Einträge zum Auffinden benannter Dinge:
+===+
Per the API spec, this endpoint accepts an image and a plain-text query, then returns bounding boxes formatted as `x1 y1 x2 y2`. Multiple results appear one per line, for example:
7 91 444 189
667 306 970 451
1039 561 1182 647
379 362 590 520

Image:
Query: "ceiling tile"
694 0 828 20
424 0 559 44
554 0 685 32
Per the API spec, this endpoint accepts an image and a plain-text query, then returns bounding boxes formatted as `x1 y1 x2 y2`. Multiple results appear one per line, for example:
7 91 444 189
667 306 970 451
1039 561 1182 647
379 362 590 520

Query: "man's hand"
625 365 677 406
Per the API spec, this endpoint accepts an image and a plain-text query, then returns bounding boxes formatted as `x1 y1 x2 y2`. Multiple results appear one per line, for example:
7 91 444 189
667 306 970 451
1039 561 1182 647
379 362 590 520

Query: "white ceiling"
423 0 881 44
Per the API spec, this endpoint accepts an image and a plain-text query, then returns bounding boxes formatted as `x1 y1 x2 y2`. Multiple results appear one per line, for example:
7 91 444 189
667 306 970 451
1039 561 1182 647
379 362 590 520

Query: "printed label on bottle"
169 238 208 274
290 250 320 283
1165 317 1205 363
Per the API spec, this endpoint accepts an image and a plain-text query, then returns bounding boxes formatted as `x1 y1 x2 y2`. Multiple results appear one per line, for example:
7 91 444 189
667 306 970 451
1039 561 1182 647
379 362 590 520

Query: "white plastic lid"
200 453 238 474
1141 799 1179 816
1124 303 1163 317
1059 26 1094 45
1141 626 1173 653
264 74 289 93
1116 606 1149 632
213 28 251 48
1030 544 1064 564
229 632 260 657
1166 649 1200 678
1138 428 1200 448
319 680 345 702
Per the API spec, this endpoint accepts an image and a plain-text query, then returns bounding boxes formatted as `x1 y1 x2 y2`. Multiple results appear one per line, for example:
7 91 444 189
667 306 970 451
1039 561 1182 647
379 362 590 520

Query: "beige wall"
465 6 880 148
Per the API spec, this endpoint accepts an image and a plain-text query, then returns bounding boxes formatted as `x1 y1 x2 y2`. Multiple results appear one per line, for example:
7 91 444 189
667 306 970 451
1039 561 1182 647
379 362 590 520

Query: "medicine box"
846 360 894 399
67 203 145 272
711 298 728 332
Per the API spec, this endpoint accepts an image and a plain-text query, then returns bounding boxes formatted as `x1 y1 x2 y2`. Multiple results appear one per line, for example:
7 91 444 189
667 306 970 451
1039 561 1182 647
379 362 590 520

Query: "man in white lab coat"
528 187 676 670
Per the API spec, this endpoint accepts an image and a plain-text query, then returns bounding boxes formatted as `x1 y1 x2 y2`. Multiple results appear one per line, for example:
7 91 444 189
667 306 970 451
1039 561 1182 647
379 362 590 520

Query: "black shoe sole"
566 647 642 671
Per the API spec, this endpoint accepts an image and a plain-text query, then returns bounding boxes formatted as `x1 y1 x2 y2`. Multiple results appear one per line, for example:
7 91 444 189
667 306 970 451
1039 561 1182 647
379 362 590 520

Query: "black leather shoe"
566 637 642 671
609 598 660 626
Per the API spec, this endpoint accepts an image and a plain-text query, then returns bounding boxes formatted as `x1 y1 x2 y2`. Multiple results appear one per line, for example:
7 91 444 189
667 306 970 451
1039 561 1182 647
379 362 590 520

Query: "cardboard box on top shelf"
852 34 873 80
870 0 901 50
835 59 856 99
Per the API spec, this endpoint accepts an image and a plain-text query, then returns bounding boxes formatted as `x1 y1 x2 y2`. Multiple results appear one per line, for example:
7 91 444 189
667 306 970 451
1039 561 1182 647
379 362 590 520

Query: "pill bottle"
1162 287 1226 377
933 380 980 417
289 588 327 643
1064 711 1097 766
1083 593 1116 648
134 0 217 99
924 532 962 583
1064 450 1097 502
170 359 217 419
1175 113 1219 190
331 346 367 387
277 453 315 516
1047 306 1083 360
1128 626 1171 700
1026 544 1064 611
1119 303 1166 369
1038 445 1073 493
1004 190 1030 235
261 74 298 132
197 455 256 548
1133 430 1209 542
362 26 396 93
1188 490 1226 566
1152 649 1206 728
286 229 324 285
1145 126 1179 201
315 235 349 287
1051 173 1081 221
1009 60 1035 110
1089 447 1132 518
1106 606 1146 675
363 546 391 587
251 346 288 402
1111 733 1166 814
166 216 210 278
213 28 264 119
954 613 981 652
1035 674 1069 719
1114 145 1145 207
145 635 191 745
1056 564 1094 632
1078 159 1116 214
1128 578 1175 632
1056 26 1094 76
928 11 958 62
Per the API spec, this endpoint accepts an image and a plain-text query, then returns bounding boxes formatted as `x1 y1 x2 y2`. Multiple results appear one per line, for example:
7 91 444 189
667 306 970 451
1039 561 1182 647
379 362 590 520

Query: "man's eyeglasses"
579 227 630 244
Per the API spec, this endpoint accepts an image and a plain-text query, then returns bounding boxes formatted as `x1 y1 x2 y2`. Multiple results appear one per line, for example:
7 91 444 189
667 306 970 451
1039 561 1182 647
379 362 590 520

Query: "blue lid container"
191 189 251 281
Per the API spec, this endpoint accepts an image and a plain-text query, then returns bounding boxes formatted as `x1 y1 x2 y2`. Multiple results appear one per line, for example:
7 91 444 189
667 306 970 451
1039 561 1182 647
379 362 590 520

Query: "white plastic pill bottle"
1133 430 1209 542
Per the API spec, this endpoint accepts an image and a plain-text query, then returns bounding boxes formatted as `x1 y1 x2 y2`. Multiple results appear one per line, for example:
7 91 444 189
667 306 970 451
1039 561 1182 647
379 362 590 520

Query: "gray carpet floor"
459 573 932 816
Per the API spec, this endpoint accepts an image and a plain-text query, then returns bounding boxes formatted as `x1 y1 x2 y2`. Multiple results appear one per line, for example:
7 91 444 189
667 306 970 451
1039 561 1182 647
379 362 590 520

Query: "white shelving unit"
+===+
Gestellte Aufgabe: Zählen Sie, in wie vielen Zeilen der obigen Auflistung die Zeichenfolge „bottle“ vorkommt, und geben Sie ausschließlich diese Zahl an. Groß- und Kleinschreibung ist dabei zu beachten.

Endergebnis: 3